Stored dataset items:
☆ ☆ ☆

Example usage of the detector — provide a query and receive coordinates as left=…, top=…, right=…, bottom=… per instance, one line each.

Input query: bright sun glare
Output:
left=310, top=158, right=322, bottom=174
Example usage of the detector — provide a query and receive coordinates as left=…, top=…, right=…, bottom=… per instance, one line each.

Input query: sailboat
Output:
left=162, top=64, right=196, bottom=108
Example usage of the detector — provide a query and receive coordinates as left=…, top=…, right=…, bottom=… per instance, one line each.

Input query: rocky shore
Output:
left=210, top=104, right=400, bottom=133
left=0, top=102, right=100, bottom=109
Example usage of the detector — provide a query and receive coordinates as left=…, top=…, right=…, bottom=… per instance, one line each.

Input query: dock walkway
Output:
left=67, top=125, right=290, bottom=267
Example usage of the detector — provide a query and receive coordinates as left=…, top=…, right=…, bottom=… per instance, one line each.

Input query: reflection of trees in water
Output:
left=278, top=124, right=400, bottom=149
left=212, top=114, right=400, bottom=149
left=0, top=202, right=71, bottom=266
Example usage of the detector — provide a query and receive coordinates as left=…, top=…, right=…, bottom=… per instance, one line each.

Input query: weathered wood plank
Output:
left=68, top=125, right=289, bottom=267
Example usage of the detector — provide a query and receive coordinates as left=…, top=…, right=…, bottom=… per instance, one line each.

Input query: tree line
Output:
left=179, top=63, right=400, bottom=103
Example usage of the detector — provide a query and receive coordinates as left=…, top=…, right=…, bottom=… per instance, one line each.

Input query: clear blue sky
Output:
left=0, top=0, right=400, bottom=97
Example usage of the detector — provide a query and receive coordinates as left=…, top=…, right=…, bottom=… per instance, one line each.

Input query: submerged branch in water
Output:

☆ ☆ ☆

Task description =>
Reproduce the material verbatim, line by line.

Correct result =>
Example usage of the detector — provide a query and receive coordinates as left=…, top=…, right=…, bottom=… per instance, one line each.

Input query: bright sun glare
Output:
left=310, top=158, right=322, bottom=174
Example usage of the detector — provide a query and receive coordinates as left=…, top=…, right=…, bottom=… per instance, one line each.

Input query: sailboat
Output:
left=162, top=64, right=196, bottom=108
Example usage of the detector — provide a query and receive coordinates as left=…, top=…, right=…, bottom=… per instance, one line each.

Input query: rocky shore
Output:
left=210, top=104, right=400, bottom=133
left=0, top=102, right=100, bottom=109
Example usage of the detector — provide a query and receive coordinates as left=…, top=…, right=…, bottom=… per instance, one line each.

Input query: dock walkway
Output:
left=67, top=125, right=290, bottom=267
Example usage of the detector — provide a query and receive coordinates as left=…, top=…, right=…, bottom=… per instance, one line each.

Input query: reflection of trees in water
Output:
left=278, top=124, right=400, bottom=149
left=212, top=114, right=400, bottom=149
left=0, top=202, right=71, bottom=266
Example usage of the detector — provide a query and receive coordinates as left=…, top=…, right=…, bottom=… per instance, one line each.

Input query: weathered wood plank
Output:
left=68, top=125, right=289, bottom=267
Example usage of the detector — provide a query and receive coordinates as left=…, top=…, right=…, bottom=… per instance, one line each.

Input query: tree line
Output:
left=179, top=63, right=400, bottom=103
Example usage of the detector — provide a query and receive coordinates as left=…, top=…, right=…, bottom=… per instance, one line each.

Input query: clear blue sky
Output:
left=0, top=0, right=400, bottom=97
Example usage of the detector — provide a query and receive coordinates as left=…, top=…, right=…, bottom=… per instance, one line each.

Input query: submerged branch in water
Output:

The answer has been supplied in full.